**** DATASET EXCERPTS

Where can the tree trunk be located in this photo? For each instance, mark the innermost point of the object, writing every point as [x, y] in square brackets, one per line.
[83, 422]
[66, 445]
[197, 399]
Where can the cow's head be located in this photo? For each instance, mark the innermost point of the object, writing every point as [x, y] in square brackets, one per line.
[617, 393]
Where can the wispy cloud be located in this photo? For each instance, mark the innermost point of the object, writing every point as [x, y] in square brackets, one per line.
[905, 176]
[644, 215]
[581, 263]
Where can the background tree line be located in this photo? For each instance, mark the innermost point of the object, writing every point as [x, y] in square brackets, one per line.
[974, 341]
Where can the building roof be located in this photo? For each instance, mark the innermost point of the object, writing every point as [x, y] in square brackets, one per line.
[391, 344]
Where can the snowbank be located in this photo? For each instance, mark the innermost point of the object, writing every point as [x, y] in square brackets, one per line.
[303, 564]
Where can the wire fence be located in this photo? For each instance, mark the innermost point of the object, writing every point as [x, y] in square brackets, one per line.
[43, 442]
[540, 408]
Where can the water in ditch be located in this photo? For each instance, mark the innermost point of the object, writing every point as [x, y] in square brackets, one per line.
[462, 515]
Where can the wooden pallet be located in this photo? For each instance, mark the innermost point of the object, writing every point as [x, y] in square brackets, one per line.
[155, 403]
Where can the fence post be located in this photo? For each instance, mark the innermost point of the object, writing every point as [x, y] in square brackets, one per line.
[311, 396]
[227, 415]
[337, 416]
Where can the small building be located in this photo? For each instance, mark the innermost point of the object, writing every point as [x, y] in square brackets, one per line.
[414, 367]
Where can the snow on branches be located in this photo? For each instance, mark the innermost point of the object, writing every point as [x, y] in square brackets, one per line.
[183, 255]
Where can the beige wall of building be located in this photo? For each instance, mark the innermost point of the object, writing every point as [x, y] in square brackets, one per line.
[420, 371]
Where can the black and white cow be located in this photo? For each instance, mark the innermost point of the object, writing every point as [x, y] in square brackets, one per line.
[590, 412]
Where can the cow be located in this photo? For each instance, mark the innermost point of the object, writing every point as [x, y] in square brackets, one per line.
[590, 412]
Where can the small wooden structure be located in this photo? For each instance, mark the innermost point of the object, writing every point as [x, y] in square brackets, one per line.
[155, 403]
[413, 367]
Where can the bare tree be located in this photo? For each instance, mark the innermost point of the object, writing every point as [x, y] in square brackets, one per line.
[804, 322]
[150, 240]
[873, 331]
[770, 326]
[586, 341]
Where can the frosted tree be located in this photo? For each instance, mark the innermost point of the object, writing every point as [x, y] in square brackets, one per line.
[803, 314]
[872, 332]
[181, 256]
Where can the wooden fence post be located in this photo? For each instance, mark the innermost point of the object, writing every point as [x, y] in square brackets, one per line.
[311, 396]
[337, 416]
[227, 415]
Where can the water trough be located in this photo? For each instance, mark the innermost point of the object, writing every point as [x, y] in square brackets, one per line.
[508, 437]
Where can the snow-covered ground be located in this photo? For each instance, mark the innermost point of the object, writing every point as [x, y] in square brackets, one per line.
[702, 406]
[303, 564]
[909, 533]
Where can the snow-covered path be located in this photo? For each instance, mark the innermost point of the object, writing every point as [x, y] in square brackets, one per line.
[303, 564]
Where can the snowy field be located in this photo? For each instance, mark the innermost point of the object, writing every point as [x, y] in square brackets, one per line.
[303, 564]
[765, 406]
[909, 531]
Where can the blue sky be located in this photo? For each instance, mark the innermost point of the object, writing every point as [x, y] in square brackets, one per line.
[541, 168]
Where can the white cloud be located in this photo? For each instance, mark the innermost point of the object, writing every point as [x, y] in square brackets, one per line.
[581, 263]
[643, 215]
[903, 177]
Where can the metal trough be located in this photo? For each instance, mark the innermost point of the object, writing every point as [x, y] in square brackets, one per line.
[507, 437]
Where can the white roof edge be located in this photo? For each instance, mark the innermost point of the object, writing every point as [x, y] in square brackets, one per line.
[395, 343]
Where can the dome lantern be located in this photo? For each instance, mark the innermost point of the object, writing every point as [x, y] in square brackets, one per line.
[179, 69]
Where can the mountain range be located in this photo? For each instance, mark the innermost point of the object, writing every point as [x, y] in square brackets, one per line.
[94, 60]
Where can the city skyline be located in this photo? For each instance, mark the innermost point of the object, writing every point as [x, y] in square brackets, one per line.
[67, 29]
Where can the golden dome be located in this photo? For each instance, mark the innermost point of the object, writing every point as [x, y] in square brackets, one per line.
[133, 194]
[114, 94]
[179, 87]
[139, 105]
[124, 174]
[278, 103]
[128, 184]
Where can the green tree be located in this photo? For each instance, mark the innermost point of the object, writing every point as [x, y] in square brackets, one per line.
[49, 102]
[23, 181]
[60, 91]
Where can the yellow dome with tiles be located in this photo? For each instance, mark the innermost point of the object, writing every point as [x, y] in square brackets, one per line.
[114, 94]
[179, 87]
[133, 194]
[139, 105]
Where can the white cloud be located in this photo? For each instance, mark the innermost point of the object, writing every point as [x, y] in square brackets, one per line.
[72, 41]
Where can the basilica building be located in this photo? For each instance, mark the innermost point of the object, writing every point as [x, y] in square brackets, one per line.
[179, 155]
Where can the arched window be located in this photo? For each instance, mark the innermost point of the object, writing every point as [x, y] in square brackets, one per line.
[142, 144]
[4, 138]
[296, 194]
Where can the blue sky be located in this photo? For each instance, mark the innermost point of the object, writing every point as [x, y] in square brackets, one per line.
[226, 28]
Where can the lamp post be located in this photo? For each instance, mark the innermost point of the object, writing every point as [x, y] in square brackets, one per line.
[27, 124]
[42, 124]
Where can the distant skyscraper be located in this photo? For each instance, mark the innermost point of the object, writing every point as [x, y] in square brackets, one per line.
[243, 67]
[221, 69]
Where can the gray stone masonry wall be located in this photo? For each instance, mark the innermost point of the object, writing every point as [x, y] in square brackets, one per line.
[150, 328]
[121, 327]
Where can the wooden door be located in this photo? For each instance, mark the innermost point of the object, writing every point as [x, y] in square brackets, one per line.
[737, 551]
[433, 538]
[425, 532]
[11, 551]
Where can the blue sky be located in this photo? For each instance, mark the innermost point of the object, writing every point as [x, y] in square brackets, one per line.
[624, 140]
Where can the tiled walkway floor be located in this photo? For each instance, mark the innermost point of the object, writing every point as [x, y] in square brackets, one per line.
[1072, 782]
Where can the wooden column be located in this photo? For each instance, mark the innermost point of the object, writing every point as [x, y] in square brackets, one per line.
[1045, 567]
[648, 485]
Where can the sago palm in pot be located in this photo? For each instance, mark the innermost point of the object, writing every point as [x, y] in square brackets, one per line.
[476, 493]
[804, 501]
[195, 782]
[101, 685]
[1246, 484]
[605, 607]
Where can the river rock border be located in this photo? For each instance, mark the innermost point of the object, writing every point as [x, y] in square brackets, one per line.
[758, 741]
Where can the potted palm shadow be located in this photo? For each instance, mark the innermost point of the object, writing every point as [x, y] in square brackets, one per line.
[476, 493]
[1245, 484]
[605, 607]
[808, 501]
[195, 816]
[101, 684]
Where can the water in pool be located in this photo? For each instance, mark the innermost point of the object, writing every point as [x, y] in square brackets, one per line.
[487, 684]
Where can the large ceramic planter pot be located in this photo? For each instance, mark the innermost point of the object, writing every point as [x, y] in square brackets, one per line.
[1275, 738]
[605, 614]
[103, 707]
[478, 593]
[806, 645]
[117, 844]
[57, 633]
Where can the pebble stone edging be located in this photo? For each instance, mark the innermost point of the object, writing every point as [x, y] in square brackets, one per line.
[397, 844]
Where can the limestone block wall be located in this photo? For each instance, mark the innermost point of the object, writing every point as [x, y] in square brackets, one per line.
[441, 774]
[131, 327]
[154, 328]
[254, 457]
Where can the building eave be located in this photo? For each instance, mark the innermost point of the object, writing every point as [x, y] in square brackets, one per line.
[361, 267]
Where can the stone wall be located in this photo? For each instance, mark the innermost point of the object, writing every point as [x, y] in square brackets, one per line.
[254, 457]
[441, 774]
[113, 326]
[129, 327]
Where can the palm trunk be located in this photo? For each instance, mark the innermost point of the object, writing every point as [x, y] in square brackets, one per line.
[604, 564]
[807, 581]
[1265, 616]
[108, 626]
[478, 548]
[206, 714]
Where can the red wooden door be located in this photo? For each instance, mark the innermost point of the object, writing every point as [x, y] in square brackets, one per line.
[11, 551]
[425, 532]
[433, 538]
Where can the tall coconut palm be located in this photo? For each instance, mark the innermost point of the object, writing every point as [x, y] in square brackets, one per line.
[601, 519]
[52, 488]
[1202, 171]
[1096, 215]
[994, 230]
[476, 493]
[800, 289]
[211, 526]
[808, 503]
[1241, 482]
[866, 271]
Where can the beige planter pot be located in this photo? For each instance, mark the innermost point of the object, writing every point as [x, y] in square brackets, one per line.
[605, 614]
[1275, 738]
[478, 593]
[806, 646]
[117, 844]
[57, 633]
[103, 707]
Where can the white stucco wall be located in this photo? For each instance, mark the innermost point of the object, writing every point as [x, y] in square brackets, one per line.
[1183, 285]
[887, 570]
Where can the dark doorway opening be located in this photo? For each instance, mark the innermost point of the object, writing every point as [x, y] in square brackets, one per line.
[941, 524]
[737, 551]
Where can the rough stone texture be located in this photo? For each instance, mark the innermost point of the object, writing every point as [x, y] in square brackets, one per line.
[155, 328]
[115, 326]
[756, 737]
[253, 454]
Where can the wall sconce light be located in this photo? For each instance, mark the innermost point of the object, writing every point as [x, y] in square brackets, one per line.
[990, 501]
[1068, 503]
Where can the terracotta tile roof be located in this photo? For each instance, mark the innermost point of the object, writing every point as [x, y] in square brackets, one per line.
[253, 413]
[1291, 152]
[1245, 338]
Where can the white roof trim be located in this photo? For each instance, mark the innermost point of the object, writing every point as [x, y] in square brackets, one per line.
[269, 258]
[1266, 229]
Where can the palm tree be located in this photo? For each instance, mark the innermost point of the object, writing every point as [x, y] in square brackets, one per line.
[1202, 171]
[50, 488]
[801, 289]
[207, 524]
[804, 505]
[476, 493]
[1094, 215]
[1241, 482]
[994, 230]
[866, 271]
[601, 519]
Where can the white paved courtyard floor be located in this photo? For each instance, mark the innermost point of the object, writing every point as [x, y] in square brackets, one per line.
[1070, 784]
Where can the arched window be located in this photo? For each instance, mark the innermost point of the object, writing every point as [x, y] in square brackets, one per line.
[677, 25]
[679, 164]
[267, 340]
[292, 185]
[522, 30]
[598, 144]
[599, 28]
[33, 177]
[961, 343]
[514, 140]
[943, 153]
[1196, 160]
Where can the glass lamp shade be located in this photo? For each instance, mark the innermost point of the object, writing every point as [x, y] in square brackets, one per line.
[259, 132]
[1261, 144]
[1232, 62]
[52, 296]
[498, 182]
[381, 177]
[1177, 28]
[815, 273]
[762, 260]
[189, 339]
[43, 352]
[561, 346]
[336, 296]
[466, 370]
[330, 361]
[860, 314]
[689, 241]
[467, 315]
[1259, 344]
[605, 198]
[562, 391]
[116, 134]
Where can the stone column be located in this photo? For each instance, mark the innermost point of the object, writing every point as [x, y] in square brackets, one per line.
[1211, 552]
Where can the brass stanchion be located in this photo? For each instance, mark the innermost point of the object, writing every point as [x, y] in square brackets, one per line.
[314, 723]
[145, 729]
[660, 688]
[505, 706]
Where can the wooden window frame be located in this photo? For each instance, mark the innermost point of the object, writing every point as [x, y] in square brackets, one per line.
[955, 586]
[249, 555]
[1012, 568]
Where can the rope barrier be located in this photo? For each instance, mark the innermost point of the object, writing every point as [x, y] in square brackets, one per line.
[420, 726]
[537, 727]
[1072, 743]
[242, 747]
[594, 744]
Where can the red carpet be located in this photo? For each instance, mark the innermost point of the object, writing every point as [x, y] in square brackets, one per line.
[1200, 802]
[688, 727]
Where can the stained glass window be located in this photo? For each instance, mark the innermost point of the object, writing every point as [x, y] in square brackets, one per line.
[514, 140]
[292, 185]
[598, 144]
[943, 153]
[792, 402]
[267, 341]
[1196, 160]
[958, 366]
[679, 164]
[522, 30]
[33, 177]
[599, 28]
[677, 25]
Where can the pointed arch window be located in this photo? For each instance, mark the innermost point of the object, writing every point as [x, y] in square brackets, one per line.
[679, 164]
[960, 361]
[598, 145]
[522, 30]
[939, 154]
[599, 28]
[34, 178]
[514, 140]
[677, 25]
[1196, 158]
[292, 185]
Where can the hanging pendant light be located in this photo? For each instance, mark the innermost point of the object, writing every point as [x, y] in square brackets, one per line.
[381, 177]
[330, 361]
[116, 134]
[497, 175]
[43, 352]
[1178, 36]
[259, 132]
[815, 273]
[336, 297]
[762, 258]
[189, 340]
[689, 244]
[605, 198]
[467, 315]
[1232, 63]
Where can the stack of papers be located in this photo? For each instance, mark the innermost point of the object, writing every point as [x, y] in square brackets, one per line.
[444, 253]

********

▶ _WHAT TO PRODUCE_
Write out the stretch from the line containing "Where can the terracotta" through the line containing "[1070, 784]" again, swapping "palm tree" for "cypress tree" and changing nothing else.

▶ _EXERCISE ANSWER_
Where can the terracotta tile roof be located in this photo? For each instance, mark the innermost point of the object, writing every point as [x, y] in square brackets, one per line.
[253, 413]
[1291, 152]
[1245, 338]
Where can the white roof trim be located in this photo? For each instance, mark the innermost point of the object, writing every point as [x, y] in square brackets, one per line.
[269, 258]
[1266, 229]
Where can the cypress tree be located in this photo? For each instance, mark the innermost point of the object, writing every point as [x, y] in square brackets, one per line.
[1202, 171]
[50, 488]
[801, 289]
[207, 524]
[804, 505]
[476, 493]
[1094, 215]
[1241, 482]
[994, 230]
[866, 271]
[601, 519]
Where can the white paved courtyard floor be located in this photo? For each instance, mark the innermost point of the object, writing every point as [x, y] in square brackets, one per line.
[1070, 784]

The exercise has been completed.